— BEGIN —

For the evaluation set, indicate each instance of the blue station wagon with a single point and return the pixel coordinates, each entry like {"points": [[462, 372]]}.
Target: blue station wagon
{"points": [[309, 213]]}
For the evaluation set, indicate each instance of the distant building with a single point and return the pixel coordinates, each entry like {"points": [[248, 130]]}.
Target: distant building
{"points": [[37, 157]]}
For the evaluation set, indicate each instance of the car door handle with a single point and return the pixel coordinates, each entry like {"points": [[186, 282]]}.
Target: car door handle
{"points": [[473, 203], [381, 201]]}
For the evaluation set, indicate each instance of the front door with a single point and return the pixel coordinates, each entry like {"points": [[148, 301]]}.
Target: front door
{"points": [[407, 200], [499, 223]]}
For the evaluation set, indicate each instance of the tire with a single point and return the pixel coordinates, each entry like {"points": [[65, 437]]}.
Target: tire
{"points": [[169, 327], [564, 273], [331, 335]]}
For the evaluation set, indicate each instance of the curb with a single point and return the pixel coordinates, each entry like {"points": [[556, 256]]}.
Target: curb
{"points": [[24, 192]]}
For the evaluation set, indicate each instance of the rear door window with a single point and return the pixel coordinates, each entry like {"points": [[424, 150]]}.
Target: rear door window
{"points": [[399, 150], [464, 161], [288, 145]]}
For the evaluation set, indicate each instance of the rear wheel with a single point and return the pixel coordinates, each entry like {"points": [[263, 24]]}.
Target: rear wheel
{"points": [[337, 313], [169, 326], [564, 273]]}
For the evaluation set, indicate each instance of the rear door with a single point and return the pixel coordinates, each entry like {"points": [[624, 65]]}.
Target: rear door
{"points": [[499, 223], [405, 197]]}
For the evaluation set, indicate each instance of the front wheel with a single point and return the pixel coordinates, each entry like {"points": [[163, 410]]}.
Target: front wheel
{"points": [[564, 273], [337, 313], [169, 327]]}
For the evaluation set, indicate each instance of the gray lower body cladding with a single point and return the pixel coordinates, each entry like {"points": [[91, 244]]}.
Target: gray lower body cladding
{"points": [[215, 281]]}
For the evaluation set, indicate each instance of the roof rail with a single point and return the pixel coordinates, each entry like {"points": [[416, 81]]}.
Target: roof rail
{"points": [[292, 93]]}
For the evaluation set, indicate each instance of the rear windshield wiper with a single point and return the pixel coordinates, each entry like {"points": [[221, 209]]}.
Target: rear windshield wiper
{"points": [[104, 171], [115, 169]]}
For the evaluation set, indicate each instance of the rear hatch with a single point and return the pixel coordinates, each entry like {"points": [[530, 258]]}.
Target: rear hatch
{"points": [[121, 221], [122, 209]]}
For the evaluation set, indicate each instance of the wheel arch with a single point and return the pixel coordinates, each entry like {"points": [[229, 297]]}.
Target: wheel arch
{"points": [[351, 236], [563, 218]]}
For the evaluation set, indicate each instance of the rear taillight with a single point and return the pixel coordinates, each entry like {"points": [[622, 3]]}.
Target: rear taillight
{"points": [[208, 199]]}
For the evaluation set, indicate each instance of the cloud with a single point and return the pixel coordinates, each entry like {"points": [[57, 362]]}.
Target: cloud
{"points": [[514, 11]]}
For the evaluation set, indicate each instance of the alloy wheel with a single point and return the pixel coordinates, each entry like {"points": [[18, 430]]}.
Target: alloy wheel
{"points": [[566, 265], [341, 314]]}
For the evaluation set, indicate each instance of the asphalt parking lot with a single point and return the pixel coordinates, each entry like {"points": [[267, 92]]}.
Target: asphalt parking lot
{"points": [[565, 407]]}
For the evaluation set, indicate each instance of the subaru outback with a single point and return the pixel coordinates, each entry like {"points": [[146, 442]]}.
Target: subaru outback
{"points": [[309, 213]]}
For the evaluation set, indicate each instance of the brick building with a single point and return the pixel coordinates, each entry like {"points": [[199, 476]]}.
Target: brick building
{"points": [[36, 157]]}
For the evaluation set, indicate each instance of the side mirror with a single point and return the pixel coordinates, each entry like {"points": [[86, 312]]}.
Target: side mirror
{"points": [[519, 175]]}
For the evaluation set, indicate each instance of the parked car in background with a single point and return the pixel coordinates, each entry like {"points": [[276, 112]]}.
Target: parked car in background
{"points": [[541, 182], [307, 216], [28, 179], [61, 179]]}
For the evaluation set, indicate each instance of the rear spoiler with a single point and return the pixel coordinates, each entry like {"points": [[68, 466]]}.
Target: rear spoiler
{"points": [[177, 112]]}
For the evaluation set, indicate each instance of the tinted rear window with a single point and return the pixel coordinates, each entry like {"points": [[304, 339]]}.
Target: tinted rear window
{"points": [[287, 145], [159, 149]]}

— END —

◆ **What you need to do**
Your output consists solely of the lines from the one with "the rear spoiler" through the last line, copied exactly.

◆ **Task result**
For the evaluation set, indicate each instance of the rear spoiler with a single point and return the pixel coordinates, each entry like {"points": [[68, 466]]}.
Target: rear spoiler
{"points": [[177, 112]]}
For the evaluation set, indicate each instance of the tinted rear window with a single point and return the pixel coordinates, each entry like {"points": [[304, 339]]}.
Target: tinted rear window
{"points": [[287, 145], [159, 149]]}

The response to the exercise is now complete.